Transcribe every entry precisely, omitting nothing.

Items listed in a dataset -
_ _ _ _ _ _ _

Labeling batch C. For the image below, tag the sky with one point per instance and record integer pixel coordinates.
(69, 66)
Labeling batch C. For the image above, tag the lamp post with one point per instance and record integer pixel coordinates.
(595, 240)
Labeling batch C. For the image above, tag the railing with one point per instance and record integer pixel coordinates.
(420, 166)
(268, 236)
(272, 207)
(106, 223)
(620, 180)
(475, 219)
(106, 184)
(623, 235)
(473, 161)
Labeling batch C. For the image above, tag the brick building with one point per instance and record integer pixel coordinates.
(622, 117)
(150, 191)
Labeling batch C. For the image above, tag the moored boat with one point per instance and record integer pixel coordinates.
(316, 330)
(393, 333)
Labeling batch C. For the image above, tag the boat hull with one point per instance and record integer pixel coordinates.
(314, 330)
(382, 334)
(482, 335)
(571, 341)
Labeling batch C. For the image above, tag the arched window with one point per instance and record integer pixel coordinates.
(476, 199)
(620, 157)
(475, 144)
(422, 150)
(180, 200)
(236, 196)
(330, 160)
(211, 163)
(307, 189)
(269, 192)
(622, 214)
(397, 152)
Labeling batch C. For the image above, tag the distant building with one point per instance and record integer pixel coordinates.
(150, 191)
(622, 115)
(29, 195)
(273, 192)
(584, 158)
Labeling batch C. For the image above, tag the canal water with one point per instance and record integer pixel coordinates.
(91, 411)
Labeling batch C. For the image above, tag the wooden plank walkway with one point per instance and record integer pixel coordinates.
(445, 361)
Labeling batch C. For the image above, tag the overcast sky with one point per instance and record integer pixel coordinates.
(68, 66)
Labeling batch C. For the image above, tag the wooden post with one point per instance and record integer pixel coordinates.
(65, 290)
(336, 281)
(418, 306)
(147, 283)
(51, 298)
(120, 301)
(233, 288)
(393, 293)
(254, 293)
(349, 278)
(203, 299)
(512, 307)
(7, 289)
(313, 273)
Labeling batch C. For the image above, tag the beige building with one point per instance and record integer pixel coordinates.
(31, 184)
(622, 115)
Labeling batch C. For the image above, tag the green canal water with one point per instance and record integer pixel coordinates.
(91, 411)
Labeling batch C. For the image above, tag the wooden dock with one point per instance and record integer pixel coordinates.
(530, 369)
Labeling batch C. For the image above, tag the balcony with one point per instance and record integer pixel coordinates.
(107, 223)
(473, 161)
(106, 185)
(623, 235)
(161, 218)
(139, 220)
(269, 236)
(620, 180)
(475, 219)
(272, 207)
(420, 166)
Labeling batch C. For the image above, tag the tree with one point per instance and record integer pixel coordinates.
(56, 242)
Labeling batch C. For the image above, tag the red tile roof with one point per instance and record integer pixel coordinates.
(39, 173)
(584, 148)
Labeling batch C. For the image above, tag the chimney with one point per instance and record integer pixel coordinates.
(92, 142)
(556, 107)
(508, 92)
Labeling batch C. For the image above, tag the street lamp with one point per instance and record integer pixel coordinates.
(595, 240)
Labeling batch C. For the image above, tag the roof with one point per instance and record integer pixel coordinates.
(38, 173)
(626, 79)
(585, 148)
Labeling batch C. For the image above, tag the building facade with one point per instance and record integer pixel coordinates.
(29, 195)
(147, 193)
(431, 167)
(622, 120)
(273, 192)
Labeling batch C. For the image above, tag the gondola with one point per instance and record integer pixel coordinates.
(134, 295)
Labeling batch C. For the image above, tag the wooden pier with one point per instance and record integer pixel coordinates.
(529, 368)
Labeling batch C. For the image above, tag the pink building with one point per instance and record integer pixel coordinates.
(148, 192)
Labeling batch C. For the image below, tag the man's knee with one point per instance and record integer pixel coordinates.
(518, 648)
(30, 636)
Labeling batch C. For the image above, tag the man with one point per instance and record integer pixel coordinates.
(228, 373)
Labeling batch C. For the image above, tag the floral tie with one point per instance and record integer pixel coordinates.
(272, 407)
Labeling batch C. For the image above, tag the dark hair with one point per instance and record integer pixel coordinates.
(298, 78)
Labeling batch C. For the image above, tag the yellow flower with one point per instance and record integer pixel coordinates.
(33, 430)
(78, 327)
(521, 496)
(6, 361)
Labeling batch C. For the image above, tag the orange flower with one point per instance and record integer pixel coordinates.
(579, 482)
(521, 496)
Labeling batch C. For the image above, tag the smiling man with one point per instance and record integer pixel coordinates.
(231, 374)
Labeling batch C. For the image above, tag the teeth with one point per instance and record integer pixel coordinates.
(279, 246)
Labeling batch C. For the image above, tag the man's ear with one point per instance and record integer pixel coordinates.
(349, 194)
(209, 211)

_ _ _ _ _ _ _

ANSWER BOX -
Labeling batch C. For the image below, tag the sky with one point per instance and record integer pixel coordinates.
(69, 66)
Labeling batch C. For the image above, tag the lamp post with one point per instance and record integer pixel coordinates.
(595, 240)
Labeling batch C. For the image above, tag the railing with one point per instance and record integer pixel coordinates.
(420, 166)
(268, 236)
(272, 207)
(106, 223)
(620, 180)
(475, 219)
(106, 184)
(623, 235)
(473, 161)
Labeling batch C. For the image above, tag the brick building with one point per instance and record integer pixel coordinates.
(622, 117)
(150, 191)
Labeling batch C. For the image above, tag the moored boat with one point per instance and record integer pixel coordinates.
(316, 330)
(393, 333)
Labeling batch C. For the image above, tag the boat hull with one point per instance and record integer pixel coordinates.
(314, 330)
(382, 334)
(482, 335)
(571, 341)
Labeling batch C. For the image above, tag the arched window with one point per instance and record integer pixel coordinates.
(476, 199)
(620, 157)
(475, 144)
(422, 150)
(180, 200)
(236, 196)
(330, 160)
(211, 163)
(307, 189)
(269, 192)
(622, 214)
(397, 152)
Labeling batch C. For the image above, tag the distant building with one point per instance and record integer pixel coordinates.
(150, 191)
(622, 115)
(29, 195)
(273, 192)
(584, 158)
Labeling batch C. For the image above, tag the canal water with one point per instance and record integer pixel coordinates.
(91, 411)
Labeling batch C. For the image above, tag the wooden plank walkway with one point per instance and record integer pixel coordinates.
(445, 361)
Labeling batch C. For the image above, tag the overcast sky with one point per instance and record integer pixel coordinates.
(68, 66)
Labeling batch C. For the image above, tag the wooden post with one point per instance and record integer pixel coordinates.
(65, 290)
(336, 281)
(418, 306)
(147, 283)
(51, 298)
(120, 301)
(233, 288)
(393, 293)
(254, 293)
(349, 278)
(203, 299)
(512, 307)
(7, 289)
(313, 273)
Labeling batch C. For the image above, tag the beige building with one point per instance and record integer pixel coordinates.
(31, 184)
(622, 115)
Labeling batch C. For the image above, tag the green canal water with one point per instance and record integer pixel coordinates.
(91, 411)
Labeling batch C. For the image above, tag the wooden dock with one point per instance and record integer pixel coordinates.
(530, 369)
Labeling batch C. For the image above, tag the balcony with one point per instance and record integer pixel coordinates.
(107, 223)
(473, 161)
(106, 185)
(623, 235)
(161, 218)
(139, 220)
(269, 236)
(620, 180)
(475, 219)
(272, 207)
(420, 166)
Labeling batch C. For the image above, tag the tree with one point per instance and record integer pixel coordinates.
(56, 242)
Labeling batch C. For the image above, tag the red tile roof with one point per instance and record integer pixel coordinates.
(39, 173)
(584, 148)
Labeling batch C. For the image above, tag the chimney with one point per instance and record integer pixel coordinates.
(92, 142)
(556, 107)
(508, 92)
Labeling batch C. For the image above, tag the street lamp with one point per instance and record integer pixel coordinates.
(595, 240)
Labeling batch C. For the image above, tag the roof with one point per instance and record integer pixel coordinates.
(38, 173)
(626, 79)
(585, 148)
Labeling batch C. For the image above, tag the building facade with one point per instance and record integer pixel coordinates.
(29, 195)
(147, 193)
(431, 167)
(622, 120)
(273, 192)
Labeling batch C. For the image above, tag the gondola with one point per instance and record integer pixel coordinates.
(134, 295)
Labeling batch C. For the image above, tag the wooden pier with one point per instance and record integer pixel coordinates.
(529, 368)
Labeling batch C. For the image above, tag the pink building with one point per instance and record integer pixel coordinates.
(148, 192)
Labeling batch C. For the image below, tag the man's knee with one point per instance and record integer pixel coordinates.
(518, 648)
(30, 636)
Labeling batch C. For the image above, tag the man with one point per instance and record integer pixel coordinates.
(228, 373)
Labeling batch C. For the image above, tag the floral tie with one point per instance and record integer pixel coordinates.
(272, 407)
Labeling batch C. For the image above, tag the dark hair with one point per instance and record integer pixel coordinates.
(298, 78)
Labeling batch C. For the image above, tag the yellow flower with one point per instance and record integer pixel coordinates.
(33, 430)
(78, 327)
(521, 496)
(6, 361)
Labeling batch C. For the image above, tag the orange flower with one point per instance and record integer pixel coordinates.
(579, 482)
(521, 496)
Labeling batch C. For the image above, tag the smiling man with one point per instance and record integer pixel coordinates.
(231, 374)
Labeling batch C. For the image above, tag the teeth with one point per instance and record integer pixel coordinates.
(279, 246)
Labeling batch C. For the image above, tag the man's ear with one point per instance and record integer pixel coordinates.
(349, 194)
(209, 211)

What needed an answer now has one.